------ Text block

# Has anyone read Wright's "Surprised by Hope?"



## Montanablue (Apr 17, 2009)

A friend gave it to me last week, and I'm planning on reading it in a few weeks once things quiet down for me a bit. Has anyone here read it? Opinions? I know there's been some controversy over Wright, but I'm not entirely sure of the issues with him. At any rate, it should be an interesting read.


----------



## OPC'n (Apr 17, 2009)

I thought Obama wrote a book called that!


----------



## Montanablue (Apr 17, 2009)

I think that's "The Audacity of Hope." When my friend told me that she thought I should read "Surprised by Hope," I thought she was also talking about the president's book, and I was really surprised - she's a gun-toting libertarian!


----------



## Ex Nihilo (Apr 17, 2009)

I haven't read this one, so this is just a quick opinion. His main point, as I understand it, is this: our hope is not freedom from the physical world and freedom from the body, but renewal of creation and resurrection of the body. Certainly not a controversial (nor an original) point, as far as I know. I would definitely avoid Wright on justification, but when he has an orthodox point, he does have a nice way of phrasing it. Even though you could certainly get the same information in a better and more Reformed formulation elsewhere, it might be worthwhile to read this one. If your non-Reformed friends are reading it already, you can always engage them on these points and show them that the Reformed confessions have always taught that our hope is bodily resurrection, not disembodied bliss.

------------
------ Provided information

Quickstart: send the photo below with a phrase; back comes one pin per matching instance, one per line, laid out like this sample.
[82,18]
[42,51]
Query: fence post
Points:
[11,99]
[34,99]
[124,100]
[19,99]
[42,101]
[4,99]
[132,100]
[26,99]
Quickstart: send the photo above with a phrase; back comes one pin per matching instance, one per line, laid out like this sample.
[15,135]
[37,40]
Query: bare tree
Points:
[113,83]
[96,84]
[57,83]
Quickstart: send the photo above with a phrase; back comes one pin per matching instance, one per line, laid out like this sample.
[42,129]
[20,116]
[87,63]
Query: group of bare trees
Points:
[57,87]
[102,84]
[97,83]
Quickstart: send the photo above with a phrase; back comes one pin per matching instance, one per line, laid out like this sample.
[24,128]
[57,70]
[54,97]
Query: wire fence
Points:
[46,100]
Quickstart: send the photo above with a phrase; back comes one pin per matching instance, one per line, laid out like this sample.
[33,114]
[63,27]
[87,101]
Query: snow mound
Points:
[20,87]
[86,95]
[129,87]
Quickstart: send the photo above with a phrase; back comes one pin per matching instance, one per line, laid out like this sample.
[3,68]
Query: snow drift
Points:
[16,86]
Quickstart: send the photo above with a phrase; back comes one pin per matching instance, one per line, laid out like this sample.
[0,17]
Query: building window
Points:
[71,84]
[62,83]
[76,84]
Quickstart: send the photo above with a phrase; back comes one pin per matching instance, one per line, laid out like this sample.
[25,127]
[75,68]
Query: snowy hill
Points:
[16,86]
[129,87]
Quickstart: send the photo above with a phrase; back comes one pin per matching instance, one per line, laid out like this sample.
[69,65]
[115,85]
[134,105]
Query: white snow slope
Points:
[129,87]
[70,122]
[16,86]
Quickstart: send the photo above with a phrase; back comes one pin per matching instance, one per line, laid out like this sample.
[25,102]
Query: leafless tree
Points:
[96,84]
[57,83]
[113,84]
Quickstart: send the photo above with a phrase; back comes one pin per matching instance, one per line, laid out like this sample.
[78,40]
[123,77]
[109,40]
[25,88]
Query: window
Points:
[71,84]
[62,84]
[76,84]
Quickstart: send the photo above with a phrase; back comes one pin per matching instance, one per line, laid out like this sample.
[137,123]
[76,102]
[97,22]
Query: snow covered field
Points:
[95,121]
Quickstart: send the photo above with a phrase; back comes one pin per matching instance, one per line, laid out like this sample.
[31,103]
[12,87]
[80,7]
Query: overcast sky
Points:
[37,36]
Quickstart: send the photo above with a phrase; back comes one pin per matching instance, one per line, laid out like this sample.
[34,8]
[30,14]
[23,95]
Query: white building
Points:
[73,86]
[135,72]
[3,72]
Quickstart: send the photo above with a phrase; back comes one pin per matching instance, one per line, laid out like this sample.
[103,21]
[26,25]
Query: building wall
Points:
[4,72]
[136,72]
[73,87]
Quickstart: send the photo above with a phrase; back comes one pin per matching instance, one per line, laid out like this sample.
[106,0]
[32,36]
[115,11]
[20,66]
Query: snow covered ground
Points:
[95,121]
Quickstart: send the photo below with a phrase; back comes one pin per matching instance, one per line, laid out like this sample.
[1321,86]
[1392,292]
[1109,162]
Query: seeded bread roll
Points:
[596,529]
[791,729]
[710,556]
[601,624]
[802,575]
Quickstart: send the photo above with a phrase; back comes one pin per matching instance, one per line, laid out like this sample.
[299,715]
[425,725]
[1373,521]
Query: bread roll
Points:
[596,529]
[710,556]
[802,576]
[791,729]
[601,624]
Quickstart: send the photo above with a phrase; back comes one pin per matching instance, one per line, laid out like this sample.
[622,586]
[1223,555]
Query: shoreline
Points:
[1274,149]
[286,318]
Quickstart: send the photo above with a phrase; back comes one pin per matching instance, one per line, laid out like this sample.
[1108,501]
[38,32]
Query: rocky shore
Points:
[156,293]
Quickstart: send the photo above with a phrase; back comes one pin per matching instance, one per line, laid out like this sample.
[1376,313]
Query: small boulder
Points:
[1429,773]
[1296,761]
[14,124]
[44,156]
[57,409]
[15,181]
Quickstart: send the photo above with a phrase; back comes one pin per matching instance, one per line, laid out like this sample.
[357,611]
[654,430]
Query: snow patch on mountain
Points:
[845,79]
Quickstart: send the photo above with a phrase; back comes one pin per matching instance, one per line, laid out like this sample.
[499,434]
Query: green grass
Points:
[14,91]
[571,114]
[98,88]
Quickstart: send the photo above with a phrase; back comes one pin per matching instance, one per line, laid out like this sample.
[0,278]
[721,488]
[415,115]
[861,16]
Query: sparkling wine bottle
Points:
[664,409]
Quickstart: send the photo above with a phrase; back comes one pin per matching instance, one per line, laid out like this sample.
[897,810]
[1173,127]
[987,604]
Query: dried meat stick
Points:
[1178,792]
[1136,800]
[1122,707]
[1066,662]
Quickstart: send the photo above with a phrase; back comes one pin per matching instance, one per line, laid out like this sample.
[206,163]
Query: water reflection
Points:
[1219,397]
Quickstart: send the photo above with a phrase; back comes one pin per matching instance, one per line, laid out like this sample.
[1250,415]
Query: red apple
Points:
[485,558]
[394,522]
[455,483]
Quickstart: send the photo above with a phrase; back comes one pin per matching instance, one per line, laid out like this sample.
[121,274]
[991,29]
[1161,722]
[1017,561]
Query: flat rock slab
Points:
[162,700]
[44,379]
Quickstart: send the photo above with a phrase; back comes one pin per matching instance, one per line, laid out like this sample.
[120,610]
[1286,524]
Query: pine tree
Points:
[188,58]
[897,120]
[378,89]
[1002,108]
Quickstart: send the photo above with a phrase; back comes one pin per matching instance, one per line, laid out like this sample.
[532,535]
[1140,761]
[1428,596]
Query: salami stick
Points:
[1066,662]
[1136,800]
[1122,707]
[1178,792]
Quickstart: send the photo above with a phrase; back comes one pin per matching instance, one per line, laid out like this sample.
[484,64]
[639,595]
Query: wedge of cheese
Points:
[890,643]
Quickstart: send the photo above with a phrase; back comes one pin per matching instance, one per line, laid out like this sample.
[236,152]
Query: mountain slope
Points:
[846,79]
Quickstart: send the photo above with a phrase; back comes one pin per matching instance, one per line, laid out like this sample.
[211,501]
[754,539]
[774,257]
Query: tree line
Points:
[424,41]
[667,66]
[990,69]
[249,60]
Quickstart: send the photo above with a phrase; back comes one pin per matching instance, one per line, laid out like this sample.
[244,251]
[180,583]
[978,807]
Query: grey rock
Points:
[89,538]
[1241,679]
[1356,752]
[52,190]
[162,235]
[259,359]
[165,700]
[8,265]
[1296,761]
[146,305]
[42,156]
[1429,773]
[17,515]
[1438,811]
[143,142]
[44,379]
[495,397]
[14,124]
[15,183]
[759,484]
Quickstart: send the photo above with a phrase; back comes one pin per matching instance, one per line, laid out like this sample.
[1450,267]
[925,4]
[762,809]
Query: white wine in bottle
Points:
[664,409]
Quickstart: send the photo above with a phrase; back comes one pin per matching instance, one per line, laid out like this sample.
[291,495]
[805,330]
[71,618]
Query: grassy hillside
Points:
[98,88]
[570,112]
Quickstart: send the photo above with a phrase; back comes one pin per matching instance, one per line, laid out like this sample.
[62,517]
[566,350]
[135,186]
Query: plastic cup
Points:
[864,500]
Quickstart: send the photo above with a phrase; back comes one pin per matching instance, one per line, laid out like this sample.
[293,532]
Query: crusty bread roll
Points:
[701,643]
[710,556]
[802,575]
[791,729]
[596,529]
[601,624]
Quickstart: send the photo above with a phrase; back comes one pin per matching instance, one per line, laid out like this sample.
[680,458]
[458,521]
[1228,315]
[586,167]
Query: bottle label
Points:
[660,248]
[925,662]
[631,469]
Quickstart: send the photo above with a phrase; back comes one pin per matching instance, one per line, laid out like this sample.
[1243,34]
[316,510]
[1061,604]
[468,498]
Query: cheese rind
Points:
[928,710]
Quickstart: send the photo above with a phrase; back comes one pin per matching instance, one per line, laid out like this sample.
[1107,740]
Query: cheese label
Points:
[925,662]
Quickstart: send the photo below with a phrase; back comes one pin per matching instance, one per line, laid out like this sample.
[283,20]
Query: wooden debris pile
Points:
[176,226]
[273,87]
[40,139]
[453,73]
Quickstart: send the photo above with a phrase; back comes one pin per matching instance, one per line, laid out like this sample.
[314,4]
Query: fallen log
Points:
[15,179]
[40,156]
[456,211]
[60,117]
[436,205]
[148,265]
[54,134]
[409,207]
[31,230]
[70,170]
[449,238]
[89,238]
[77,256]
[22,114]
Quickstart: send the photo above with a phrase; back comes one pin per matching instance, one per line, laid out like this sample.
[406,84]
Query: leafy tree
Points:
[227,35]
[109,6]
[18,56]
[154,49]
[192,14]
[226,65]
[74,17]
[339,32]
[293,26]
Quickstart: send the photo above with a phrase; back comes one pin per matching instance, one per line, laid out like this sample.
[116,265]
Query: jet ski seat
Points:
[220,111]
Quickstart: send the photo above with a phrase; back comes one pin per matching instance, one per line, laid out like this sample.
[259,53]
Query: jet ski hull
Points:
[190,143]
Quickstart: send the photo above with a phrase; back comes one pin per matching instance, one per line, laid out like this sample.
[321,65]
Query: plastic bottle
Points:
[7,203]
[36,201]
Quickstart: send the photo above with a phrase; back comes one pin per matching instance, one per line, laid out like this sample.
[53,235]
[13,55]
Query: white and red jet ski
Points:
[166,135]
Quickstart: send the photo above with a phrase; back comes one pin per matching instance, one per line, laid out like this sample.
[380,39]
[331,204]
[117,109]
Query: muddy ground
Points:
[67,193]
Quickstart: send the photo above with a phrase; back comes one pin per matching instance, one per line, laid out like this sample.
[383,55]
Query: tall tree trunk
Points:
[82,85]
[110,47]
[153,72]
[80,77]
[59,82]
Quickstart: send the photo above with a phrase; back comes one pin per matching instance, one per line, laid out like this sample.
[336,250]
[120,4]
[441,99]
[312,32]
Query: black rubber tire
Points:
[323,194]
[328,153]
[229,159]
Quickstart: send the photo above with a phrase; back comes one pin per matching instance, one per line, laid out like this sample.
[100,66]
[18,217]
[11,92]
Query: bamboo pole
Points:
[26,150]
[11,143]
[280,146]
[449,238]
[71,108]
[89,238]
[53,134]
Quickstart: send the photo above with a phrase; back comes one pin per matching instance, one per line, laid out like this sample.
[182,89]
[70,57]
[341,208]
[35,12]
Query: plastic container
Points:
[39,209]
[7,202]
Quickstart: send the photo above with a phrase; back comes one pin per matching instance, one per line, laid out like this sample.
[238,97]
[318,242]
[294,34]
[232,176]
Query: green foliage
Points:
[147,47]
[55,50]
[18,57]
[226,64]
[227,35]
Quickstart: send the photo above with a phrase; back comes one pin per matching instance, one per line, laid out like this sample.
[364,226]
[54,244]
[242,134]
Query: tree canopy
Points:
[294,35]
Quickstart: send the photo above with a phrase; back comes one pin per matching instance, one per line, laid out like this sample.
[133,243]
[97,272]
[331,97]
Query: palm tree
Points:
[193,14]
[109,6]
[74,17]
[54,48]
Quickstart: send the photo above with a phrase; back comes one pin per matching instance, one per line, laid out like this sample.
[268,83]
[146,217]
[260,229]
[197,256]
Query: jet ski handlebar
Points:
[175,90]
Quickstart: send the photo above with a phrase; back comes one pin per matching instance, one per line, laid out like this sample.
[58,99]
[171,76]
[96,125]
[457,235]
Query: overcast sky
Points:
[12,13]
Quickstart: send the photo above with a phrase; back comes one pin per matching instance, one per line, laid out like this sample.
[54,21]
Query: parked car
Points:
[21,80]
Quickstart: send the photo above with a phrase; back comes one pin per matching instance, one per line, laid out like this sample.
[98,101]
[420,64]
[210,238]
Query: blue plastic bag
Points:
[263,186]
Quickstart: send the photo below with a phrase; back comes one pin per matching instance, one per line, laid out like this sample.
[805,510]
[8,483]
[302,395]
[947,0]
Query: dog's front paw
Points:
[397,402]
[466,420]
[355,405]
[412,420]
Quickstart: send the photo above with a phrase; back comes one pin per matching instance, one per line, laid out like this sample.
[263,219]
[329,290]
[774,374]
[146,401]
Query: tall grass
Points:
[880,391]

------------

Summarize the forum thread above about Wright's "Surprised by Hope" in two sentences.

Answer to the problem: Montanablue says a friend gave them Wright's "Surprised by Hope," asks others for opinions, and notes having heard of some controversy over Wright without being sure of the issues. After another poster mixes the title up with Obama's "The Audacity of Hope," Ex Nihilo, who has not read the book, describes its main point as hope in the renewal of creation and resurrection of the body rather than freedom from the body, and advises avoiding Wright on justification while suggesting this book might still be worthwhile.